Superior is a creator-owned comic book series written by Mark Millar and illustrated by Leinil Francis Yu. It is published by Marvel Comics under the company's Icon imprint.

Synopsis  
Simon Pooni, an angry, bitter 12-year-old boy with multiple sclerosis, idolizes superheroes, particularly Superior, a Superman analogue. An alien monkey named Ormon appears at Simon's bedside, informing the boy that of all the people on Earth, he has been granted the honor of being bestowed a single magic wish. Simon is then transformed into Superior.

After playing the role of Superior for a week, he learns that Ormon is actually a demon incarnate, and he must sell his soul to the devil in order to remain as Superior. He is given 24 hours to decide, and is returned to his old body. The demon approaches an old bully of Simon, and offers him a similar wish, to become Superior's fictional nemesis, Abraxas; the only caveat is that he must pledge himself to Satan. Simon must then choose whether to become Superior again and save the planet from imminent destruction at the cost of his own soul.
 
To force Simon to choose, Abraxas begins destroying the city. Simon transforms into Superior and fights both Abraxas and Ormon. Although Superior defeats them in battle, Ormon gloats that he still has Simon's soul, until he realizes that Simon (as Superior) is immortal, and that his soul can never be collected. Ormon is dragged back to Hell as punishment for his failure, and Simon reverts to his mortal form. The world honors Superior as a fallen hero, thinking him killed in battle, and Simon returns to his former life, but now at peace with himself.

Dataset excerpt:

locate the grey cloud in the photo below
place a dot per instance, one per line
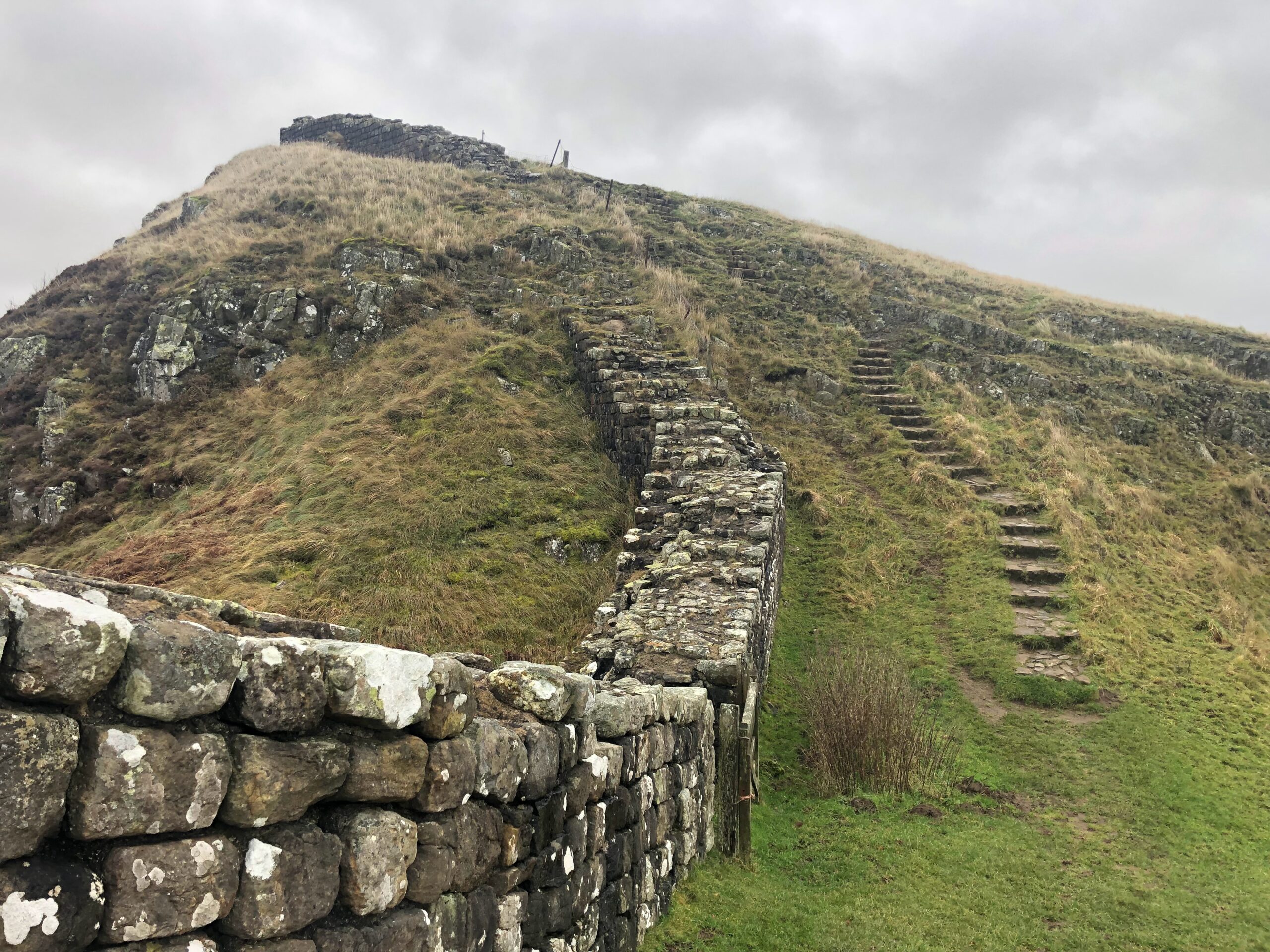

What this task involves: Retype the part of the text about the comic series Superior that begins at the words "After playing the" and stops after "his own soul.". The material has no connection to the text about the comic series.

Solution:
After playing the role of Superior for a week, he learns that Ormon is actually a demon incarnate, and he must sell his soul to the devil in order to remain as Superior. He is given 24 hours to decide, and is returned to his old body. The demon approaches an old bully of Simon, and offers him a similar wish, to become Superior's fictional nemesis, Abraxas; the only caveat is that he must pledge himself to Satan. Simon must then choose whether to become Superior again and save the planet from imminent destruction at the cost of his own soul.